• [YOUR INSTRUCTIONS]
Copy the lines below verbatim, beginning with the line that includes "Draw the outline of every instance of the light" and continuing to the end; leave out everything before it.

• [DATA RECORDS]

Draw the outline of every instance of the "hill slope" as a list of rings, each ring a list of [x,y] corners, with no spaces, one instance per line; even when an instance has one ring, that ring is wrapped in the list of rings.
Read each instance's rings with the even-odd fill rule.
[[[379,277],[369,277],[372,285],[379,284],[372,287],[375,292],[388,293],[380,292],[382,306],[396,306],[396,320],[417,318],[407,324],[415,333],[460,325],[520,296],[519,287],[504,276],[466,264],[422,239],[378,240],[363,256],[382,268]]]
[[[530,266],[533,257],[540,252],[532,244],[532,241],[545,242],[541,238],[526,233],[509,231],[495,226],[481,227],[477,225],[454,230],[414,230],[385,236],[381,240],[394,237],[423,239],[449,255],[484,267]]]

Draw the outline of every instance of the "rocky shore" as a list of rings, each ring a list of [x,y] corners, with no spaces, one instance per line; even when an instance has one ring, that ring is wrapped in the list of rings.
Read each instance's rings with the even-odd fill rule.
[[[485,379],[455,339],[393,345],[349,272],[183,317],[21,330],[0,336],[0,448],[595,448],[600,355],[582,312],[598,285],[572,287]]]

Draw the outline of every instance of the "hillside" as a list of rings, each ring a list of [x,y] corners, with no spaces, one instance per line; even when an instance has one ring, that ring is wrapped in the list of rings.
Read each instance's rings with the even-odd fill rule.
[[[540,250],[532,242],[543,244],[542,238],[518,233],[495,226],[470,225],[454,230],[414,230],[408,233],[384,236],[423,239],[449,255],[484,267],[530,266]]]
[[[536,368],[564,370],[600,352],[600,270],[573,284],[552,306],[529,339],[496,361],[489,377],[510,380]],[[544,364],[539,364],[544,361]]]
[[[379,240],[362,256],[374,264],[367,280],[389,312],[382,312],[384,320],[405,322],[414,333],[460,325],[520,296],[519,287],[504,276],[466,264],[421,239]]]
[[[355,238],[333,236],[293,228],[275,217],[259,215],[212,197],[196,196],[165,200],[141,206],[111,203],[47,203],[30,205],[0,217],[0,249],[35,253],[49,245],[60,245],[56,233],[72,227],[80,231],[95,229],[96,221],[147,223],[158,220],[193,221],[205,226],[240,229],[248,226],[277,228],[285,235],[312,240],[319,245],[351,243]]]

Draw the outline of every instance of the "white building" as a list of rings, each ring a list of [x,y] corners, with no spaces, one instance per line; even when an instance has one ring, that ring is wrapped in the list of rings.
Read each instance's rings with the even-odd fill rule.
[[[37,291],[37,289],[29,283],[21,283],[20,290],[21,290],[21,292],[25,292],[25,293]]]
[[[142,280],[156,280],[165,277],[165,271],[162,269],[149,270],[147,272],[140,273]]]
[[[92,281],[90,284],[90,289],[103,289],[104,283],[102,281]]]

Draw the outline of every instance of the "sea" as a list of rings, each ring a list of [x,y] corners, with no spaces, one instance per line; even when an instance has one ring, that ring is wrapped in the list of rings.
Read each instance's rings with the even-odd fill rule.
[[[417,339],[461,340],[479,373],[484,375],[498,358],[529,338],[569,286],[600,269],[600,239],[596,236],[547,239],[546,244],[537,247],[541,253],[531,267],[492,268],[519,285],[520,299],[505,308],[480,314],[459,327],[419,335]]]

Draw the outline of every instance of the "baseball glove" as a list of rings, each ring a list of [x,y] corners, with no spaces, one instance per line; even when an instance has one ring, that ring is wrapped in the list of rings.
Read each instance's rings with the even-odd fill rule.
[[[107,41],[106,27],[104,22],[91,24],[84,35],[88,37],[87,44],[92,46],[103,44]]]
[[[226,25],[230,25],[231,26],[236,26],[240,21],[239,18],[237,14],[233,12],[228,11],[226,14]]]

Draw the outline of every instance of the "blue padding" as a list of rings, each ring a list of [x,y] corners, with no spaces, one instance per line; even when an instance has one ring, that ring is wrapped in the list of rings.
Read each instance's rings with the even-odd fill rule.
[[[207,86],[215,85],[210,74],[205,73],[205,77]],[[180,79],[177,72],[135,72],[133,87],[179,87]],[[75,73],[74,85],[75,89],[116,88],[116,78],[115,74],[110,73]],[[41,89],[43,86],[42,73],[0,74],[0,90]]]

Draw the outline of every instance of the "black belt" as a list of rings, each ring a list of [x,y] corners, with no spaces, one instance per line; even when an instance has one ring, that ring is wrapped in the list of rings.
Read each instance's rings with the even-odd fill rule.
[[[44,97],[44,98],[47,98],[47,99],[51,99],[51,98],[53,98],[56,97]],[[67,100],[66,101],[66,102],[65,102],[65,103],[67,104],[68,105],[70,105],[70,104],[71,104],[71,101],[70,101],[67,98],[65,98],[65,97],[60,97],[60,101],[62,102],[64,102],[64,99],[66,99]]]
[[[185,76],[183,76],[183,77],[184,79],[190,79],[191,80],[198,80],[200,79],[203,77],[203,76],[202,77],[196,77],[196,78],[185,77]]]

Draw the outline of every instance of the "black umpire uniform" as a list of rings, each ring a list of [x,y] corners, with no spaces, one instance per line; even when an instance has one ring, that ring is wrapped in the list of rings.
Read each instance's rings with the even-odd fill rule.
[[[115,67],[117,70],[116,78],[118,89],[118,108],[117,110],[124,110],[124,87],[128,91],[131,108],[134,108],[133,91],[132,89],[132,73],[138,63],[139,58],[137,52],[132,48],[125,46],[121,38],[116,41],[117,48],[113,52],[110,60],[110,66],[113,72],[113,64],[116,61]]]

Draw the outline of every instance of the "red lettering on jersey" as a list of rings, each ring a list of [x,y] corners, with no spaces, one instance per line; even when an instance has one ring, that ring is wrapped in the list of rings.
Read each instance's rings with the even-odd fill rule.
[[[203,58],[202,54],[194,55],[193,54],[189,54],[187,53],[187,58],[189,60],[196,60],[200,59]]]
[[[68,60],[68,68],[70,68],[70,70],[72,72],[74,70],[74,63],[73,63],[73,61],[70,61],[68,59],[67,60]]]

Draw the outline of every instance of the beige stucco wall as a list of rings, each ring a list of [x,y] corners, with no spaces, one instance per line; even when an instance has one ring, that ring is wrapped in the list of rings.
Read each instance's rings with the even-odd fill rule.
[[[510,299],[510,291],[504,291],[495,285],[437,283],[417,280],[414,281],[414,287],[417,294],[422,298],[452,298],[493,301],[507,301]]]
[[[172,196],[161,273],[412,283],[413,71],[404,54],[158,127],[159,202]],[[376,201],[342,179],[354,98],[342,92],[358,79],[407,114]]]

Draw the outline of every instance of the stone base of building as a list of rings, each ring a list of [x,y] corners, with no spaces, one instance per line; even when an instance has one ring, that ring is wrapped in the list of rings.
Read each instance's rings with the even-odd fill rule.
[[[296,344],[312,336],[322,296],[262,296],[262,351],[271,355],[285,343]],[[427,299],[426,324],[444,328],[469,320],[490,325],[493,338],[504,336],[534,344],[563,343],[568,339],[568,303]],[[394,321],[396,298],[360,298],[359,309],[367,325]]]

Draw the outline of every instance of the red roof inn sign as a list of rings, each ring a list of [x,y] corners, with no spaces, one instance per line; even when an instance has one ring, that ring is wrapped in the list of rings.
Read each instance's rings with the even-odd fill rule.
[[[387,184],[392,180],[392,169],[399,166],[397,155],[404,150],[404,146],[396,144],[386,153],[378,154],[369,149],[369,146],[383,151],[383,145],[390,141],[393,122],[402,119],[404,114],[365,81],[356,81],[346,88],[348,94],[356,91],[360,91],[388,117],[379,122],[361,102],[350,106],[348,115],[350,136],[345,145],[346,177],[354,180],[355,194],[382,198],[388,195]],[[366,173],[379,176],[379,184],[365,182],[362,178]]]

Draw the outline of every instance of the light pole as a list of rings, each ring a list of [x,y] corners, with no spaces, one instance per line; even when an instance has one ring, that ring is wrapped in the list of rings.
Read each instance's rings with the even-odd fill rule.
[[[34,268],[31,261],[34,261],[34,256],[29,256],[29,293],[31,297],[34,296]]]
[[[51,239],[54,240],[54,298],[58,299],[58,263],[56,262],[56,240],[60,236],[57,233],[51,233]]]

• [OUTPUT BELOW]
Draw the outline of every instance of the light pole as a list of rings, each ring a list of [x,y] corners, with no spaces, one instance per line; even when an instance has one ring, that ring is wrapped in the list of rings.
Read each instance's rings with the even-odd fill rule.
[[[34,268],[31,261],[34,261],[34,256],[29,256],[29,293],[31,297],[34,296]]]
[[[51,239],[54,240],[54,298],[58,299],[58,263],[56,262],[56,240],[60,236],[57,233],[51,233]]]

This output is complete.